Point-per-instance localization data:
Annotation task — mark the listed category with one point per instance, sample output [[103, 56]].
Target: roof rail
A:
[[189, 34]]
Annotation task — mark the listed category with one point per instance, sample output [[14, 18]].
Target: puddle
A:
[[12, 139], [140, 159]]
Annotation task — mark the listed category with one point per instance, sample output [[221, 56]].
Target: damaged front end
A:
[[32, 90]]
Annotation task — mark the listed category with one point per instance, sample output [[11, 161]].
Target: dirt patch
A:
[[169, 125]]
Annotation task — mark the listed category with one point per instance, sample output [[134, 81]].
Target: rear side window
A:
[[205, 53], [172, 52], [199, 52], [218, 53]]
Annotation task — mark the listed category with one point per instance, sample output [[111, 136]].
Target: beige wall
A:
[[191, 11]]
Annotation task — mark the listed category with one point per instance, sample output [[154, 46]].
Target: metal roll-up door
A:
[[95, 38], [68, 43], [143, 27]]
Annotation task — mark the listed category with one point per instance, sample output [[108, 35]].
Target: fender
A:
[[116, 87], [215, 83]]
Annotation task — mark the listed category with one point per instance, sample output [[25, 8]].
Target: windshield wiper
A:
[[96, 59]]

==

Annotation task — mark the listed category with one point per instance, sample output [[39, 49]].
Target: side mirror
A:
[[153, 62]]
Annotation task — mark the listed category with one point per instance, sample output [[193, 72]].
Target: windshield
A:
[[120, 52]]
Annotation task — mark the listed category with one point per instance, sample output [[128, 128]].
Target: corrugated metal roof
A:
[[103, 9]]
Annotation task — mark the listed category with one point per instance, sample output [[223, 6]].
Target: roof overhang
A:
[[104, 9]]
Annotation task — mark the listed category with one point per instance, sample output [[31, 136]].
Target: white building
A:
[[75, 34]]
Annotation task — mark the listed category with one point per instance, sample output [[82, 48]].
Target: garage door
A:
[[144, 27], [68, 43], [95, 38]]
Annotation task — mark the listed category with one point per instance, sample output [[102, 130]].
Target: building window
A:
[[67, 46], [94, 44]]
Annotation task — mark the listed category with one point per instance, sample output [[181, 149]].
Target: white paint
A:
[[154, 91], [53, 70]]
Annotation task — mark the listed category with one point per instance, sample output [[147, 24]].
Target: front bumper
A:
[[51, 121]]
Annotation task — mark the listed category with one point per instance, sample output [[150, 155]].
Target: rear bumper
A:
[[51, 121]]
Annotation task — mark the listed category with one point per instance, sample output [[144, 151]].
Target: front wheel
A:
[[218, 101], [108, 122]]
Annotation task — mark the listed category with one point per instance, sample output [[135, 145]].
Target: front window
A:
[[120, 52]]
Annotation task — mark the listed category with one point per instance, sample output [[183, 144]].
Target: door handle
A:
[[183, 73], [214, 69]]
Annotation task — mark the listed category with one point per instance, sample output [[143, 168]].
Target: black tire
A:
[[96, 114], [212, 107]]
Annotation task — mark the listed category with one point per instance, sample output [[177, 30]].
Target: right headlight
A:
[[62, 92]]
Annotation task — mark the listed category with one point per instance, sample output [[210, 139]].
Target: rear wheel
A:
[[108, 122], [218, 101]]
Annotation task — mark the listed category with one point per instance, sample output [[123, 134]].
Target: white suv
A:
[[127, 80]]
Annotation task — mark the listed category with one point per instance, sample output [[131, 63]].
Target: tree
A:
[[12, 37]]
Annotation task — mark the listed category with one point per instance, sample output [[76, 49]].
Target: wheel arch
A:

--

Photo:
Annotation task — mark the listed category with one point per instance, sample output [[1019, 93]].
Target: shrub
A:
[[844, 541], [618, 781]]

## [Prompt]
Return each line of the data that contains the string "wheel".

## [Your solution]
Target: front wheel
Target: rear wheel
Target: wheel arch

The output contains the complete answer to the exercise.